→ WRITTEN EXERCISE:
Please write out all the items below again, substituting "image" for every "photograph" and keeping everything else unchanged. Leave the pictures out of your answer.

** BEGIN ROWS **

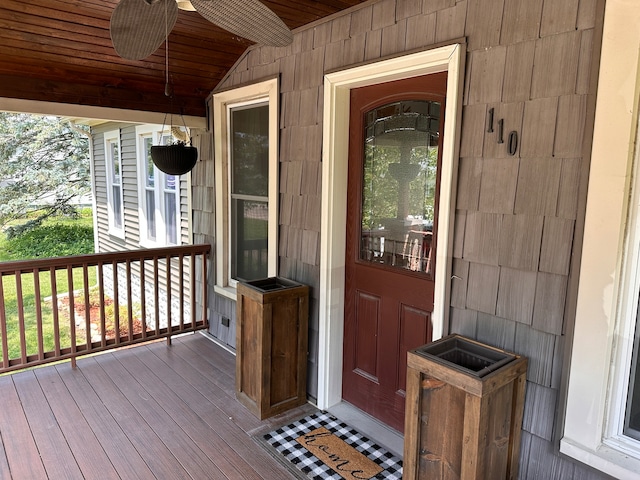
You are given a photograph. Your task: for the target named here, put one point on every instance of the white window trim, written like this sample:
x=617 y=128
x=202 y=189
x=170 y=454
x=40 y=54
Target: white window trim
x=266 y=91
x=156 y=132
x=113 y=136
x=604 y=315
x=335 y=135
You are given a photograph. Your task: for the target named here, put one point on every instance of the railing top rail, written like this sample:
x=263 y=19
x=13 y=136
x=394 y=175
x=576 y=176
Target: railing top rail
x=41 y=264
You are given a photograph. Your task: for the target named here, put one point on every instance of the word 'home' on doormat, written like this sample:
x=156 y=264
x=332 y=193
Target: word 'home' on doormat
x=322 y=447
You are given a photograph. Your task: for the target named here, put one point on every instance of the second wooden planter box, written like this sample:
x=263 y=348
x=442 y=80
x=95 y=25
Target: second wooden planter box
x=464 y=410
x=271 y=345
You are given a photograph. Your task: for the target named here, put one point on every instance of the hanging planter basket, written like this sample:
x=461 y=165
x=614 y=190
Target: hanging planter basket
x=175 y=159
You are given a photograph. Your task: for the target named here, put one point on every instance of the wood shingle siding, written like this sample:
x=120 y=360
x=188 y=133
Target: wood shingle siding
x=516 y=215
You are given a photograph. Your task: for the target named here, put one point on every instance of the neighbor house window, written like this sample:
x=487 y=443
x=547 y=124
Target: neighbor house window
x=159 y=199
x=246 y=132
x=113 y=165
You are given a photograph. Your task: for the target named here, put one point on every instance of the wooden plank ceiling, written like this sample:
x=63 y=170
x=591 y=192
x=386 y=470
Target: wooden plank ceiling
x=60 y=51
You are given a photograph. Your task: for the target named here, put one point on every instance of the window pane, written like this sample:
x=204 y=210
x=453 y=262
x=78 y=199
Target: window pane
x=115 y=162
x=150 y=170
x=249 y=255
x=250 y=151
x=117 y=207
x=170 y=219
x=399 y=184
x=151 y=214
x=632 y=417
x=170 y=182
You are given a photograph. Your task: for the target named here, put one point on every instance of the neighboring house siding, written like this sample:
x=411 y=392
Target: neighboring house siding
x=131 y=240
x=518 y=219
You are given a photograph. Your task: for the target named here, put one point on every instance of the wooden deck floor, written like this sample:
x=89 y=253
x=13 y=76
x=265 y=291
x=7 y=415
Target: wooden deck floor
x=149 y=411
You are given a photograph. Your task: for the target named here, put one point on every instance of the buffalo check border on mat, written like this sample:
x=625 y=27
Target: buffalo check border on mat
x=283 y=441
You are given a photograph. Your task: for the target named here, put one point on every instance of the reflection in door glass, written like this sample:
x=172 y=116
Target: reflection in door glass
x=399 y=184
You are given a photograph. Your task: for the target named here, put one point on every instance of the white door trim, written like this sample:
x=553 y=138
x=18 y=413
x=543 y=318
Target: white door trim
x=335 y=146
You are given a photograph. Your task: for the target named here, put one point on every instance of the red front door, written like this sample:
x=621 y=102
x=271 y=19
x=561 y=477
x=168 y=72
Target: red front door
x=392 y=200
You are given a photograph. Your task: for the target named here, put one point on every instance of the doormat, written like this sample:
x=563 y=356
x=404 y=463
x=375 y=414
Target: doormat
x=321 y=447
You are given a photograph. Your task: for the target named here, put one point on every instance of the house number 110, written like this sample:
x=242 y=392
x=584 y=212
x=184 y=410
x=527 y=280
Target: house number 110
x=512 y=143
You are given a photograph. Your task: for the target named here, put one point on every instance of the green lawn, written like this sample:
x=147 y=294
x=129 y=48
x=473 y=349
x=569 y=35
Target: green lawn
x=41 y=242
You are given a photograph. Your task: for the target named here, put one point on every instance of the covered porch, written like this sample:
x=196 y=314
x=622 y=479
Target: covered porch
x=148 y=411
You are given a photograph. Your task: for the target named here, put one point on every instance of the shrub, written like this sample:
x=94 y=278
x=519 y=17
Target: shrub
x=55 y=240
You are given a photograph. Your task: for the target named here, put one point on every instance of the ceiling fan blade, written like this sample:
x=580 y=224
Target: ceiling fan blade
x=138 y=28
x=250 y=19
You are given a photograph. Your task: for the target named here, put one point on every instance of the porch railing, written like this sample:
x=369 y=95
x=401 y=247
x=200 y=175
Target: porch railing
x=108 y=301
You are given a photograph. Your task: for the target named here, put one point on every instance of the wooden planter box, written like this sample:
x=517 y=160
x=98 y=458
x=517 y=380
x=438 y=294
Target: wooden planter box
x=271 y=347
x=464 y=409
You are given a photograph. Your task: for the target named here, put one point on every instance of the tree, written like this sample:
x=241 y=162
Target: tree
x=44 y=165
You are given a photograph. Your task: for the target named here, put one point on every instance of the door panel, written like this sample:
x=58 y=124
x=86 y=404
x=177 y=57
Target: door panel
x=394 y=164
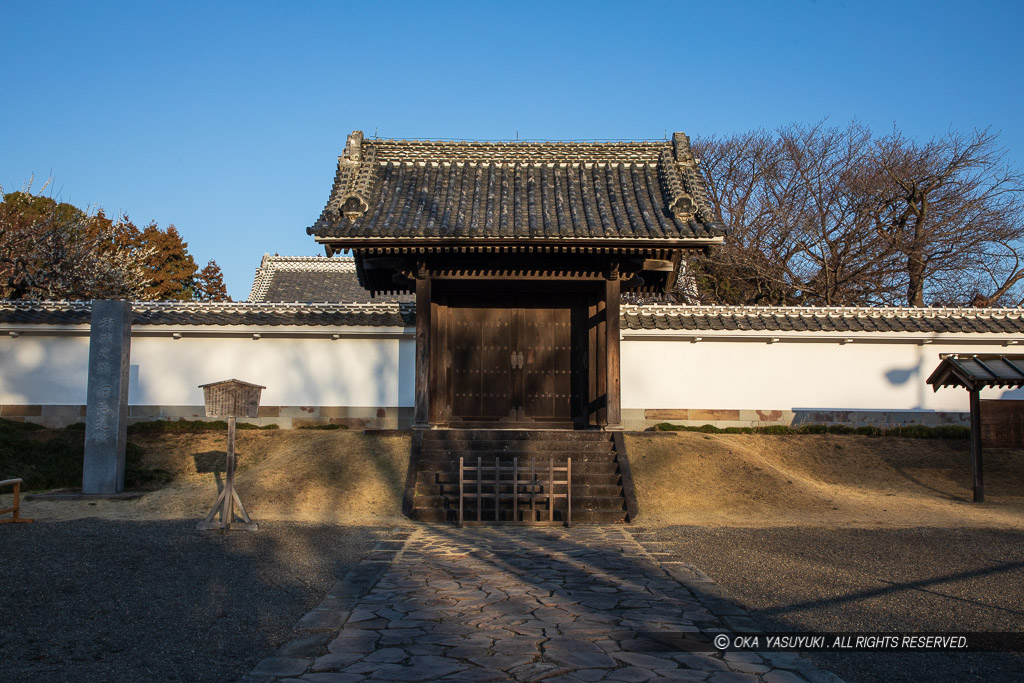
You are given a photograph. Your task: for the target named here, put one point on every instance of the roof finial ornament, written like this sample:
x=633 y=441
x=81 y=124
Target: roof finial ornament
x=681 y=145
x=353 y=146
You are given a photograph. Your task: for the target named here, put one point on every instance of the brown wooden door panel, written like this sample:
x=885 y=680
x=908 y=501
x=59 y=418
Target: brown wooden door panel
x=511 y=364
x=480 y=345
x=547 y=342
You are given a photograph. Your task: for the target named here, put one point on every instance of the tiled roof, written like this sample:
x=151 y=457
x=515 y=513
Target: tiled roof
x=311 y=279
x=792 y=318
x=187 y=312
x=680 y=318
x=519 y=191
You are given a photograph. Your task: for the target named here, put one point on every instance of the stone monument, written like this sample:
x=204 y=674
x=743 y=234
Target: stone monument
x=107 y=401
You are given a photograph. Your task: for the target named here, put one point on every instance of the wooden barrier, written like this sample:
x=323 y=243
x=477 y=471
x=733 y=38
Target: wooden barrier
x=532 y=488
x=16 y=507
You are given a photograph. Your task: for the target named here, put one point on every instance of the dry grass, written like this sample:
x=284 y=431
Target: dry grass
x=323 y=476
x=351 y=477
x=820 y=479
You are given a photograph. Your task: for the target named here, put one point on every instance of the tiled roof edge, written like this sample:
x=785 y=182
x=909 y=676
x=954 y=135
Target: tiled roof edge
x=830 y=311
x=270 y=265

** END ROWS **

→ PROBLEM SOLUTION:
You are given a image. Your task: for the target named here, put one point on every instance of the white window trim, written like this sample:
x=617 y=128
x=202 y=189
x=170 y=454
x=40 y=54
Target: white window trim
x=266 y=91
x=156 y=132
x=113 y=136
x=604 y=315
x=335 y=135
You are given a image. Your task: for the target named here, put one point on every instance of the railing top rail, written like this sample:
x=263 y=19
x=13 y=136
x=394 y=175
x=576 y=176
Target: railing top rail
x=41 y=264
You are given a image. Your task: for the target named here, put one point on every instance of the word 'home' on doormat, written like this sample:
x=156 y=264
x=332 y=193
Target: word 'home' on doormat
x=322 y=447
You are given a image. Your task: for the target named here, put one point on every instance of the second wooden planter box, written like this sample:
x=263 y=348
x=442 y=80
x=95 y=25
Target: second wooden planter box
x=464 y=410
x=271 y=345
You are given a image. Your task: for the target named here, put one point on every instance of the hanging planter basket, written like this sample:
x=461 y=165
x=614 y=190
Target: hanging planter basket
x=175 y=159
You are given a image. Your task: for the target named here, put one point on every instance of the wood shingle siding, written like this sample:
x=120 y=360
x=188 y=133
Target: wood shingle siding
x=516 y=215
You are given a image. Your task: for the target named here, put one point on every instance of the neighbor house window, written like this sample:
x=487 y=443
x=547 y=124
Target: neighbor house window
x=159 y=199
x=246 y=132
x=113 y=165
You are given a image. Your task: for the target named here, put one point on every instance of the wooden plank ceiling, written like this sample:
x=63 y=170
x=591 y=192
x=386 y=470
Target: wooden plank ceiling
x=60 y=51
You are given a image. Your task: for the target named here, put one point on every instance of the window pane, written like this sample:
x=204 y=210
x=453 y=262
x=78 y=199
Target: window pane
x=115 y=162
x=150 y=170
x=249 y=255
x=250 y=151
x=117 y=207
x=170 y=219
x=399 y=184
x=151 y=214
x=632 y=417
x=170 y=182
You are given a image. Your task: for the target named here, put one point on every instance of the neighboring house siding, written like this sample:
x=411 y=392
Target: neighboring house siding
x=131 y=240
x=518 y=219
You are given a image. Your task: for the target named here, put one point on every instance of the wooden deck floor, written like this sample:
x=89 y=253
x=13 y=76
x=265 y=291
x=7 y=415
Target: wooden deck floor
x=149 y=411
You are given a image. Your task: for the target named here, put one point on every instance of the buffalo check border on mat, written like this sample:
x=625 y=27
Target: buffalo check border on mat
x=283 y=441
You are given a image. Your task: for the target named here, put one point on every instance of the reflection in door glass, written like this sample:
x=172 y=116
Target: reflection in door glass
x=399 y=184
You are given a image. Your task: for the target named here, put one point on every instance of the white door trim, written like this sample:
x=553 y=138
x=18 y=413
x=543 y=318
Target: white door trim
x=335 y=146
You are given a image. Your task: for the target named here, put one point on every instance of the red front door, written like this sample:
x=621 y=102
x=271 y=19
x=561 y=477
x=168 y=72
Target: red front door
x=392 y=200
You are given a image. Your task: for the target named here, put one point on every instance of the doormat, written like this sample:
x=563 y=356
x=404 y=463
x=375 y=414
Target: doormat
x=321 y=447
You are given a image. Your task: for the target named here, put one point on every instance of the house number 110, written like this sample:
x=242 y=392
x=584 y=212
x=184 y=410
x=527 y=280
Target: house number 110
x=512 y=143
You are given a image. Your task: for the target named here, put one point on every instance of the green lawn, written like this sample:
x=147 y=294
x=129 y=48
x=473 y=349
x=569 y=35
Target: green lawn
x=41 y=242
You are given a image. Your task: for the target named here, put one point on every instance of the covered porch, written like this sample:
x=196 y=314
x=622 y=479
Target: covered porch
x=148 y=411
You are given a image. Your task: for the target named here, put one point on every instance of the shrub, written like this sample:
x=94 y=278
x=519 y=17
Target: shrub
x=55 y=240
You are given a image. Your task: for the target named here, put one point on every instance of the ceiling fan blade, written like this sample:
x=580 y=224
Target: ceiling fan blade
x=138 y=28
x=250 y=19
You are given a image. Your task: for the target named here, put one point on every instance of the porch railing, written like this sample:
x=369 y=95
x=401 y=247
x=200 y=175
Target: porch railing
x=108 y=301
You are given a image. Your task: for the target named here, put one point on every instance of the wooden planter box, written like this sample:
x=517 y=160
x=98 y=458
x=517 y=380
x=438 y=294
Target: wooden planter box
x=271 y=347
x=464 y=409
You are given a image. Your task: for the target named here, put one point on every instance of the tree, written like this sample:
x=241 y=162
Target: tree
x=44 y=165
You are given a image. Your task: for the target named here, put one point on every instance of the door panel, written like this sample:
x=58 y=124
x=86 y=404
x=177 y=57
Target: door panel
x=394 y=164
You are given a image. Your task: for the target named here, put one point on every instance of the roof finial ornament, written like this sample:
x=633 y=441
x=81 y=124
Target: roof finial ornament
x=681 y=145
x=353 y=146
You are given a image. Your task: for the target named here, put one point on every instance of the brown wooden door panel, written like this sample:
x=885 y=680
x=908 y=501
x=59 y=418
Target: brown wooden door panel
x=511 y=364
x=480 y=345
x=547 y=342
You are given a image. Your task: for the target named here, put one point on every instance of the tiled roof, written like this sample:
x=151 y=457
x=515 y=513
Target: tiled roof
x=311 y=279
x=792 y=318
x=187 y=312
x=680 y=318
x=519 y=191
You are given a image. Your task: for the target named here, put one point on every instance of the stone monument, written like this sample:
x=204 y=674
x=743 y=234
Target: stone monument
x=107 y=401
You are given a image. Your task: for the target named here, put one point on every instance of the wooden barrier, written like this sample:
x=323 y=243
x=477 y=471
x=733 y=38
Target: wooden barrier
x=532 y=488
x=16 y=507
You are given a image. Your task: for the target named here, put one point on every instance of the dry grass, written like this sample:
x=284 y=431
Target: dry grass
x=323 y=476
x=351 y=477
x=820 y=479
You are given a image. Your task: for the target named here, put one point on every instance of the tiled roof edge, written like this sample:
x=785 y=182
x=909 y=676
x=954 y=135
Target: tiled roof edge
x=830 y=311
x=270 y=265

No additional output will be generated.